That conclusion, I admit, is much too dramatic. Desacralization or delegitimation was a complex process. It did not occur all at once but rather by fits and starts over a long time span. Nonetheless, the story illustrates the way events, rituals, and attitudes all fed into the news, because this is the story that was discussed in the wigmaker’s shop. The discussion took the form of mauvais propos, or bad-mouthing the King, after a public reading of a printed text, The Three Sisters, one of many scandalous books, or libelles, being pursued at this time by the police.

## THE TASKS
1. Answer these questions from the passage on desacralization:
(a) How did desacralization take place over time?
(b) Where was the story discussed?
(c) What printed text was read in public?
2. Please switch "police" to "authorities" in the passage on desacralization and write out the part from "That conclusion, I" up to and including "by the police.".
3. Proceed with the passage on desacralization and the bad-mouthing of the King, starting after its last sentence.
The lines that come next have no connection to the passage on desacralization.

## SUPPLIED MATERIAL
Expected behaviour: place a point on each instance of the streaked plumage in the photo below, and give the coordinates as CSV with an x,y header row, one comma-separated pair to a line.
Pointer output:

## REPLIES
1.
(a) Not all at once, but by fits and starts over a long time span.
(b) In the wigmaker’s shop.
(c) The Three Sisters.

2.
That conclusion, I admit, is much too dramatic. Desacralization or delegitimation was a complex process. It did not occur all at once but rather by fits and starts over a long time span. Nonetheless, the story illustrates the way events, rituals, and attitudes all fed into the news, because this is the story that was discussed in the wigmaker’s shop. The discussion took the form of mauvais propos, or bad-mouthing the King, after a public reading of a printed text, The Three Sisters, one of many scandalous books, or libelles, being pursued at this time by the authorities.

3.
The others—Tanastès, Les Amours de Zeokinizul, roi des Kofirans, Mémoires secrets pour servir à l’histoire de Perse, Voyage à Amatonthe—all follow the same story line, which I summarized in the synopsis that I just recounted. And they all drew on “public noises,” or rumors, in working up their plot. Tanastès, for example, was written by a chambermaid from Versailles, Marie Madeleine Bonafon. When the police finally got her in the Bastille and started interrogating her, they could not believe their ears: a woman, a working-class woman, who had written a political novel? How could it be? Surely someone must have written it for her or provided her with all the material in the form of memoirs. She answered stoutly that she had done it all herself:
Replied [I am quoting from the police account of her interrogation] that no memoirs had been given to her, that she had composed her book by herself, that in fact she had fashioned it in her imagination. Agreed, however, that having her head full of what people were saying in public about what had happened during and after the king’s illness, she had tried to make some use of it in her book…
Political writing was not restricted to the male elite. It penetrated deep into society. But the point I want to stress is that it also belonged to oral as well as printed modes of communication: it incorporated talk when being written and it touched off talk when being read. From “public noise” to print to “public noise” again, the process built on itself dialectically, accumulating force and spreading ever wider.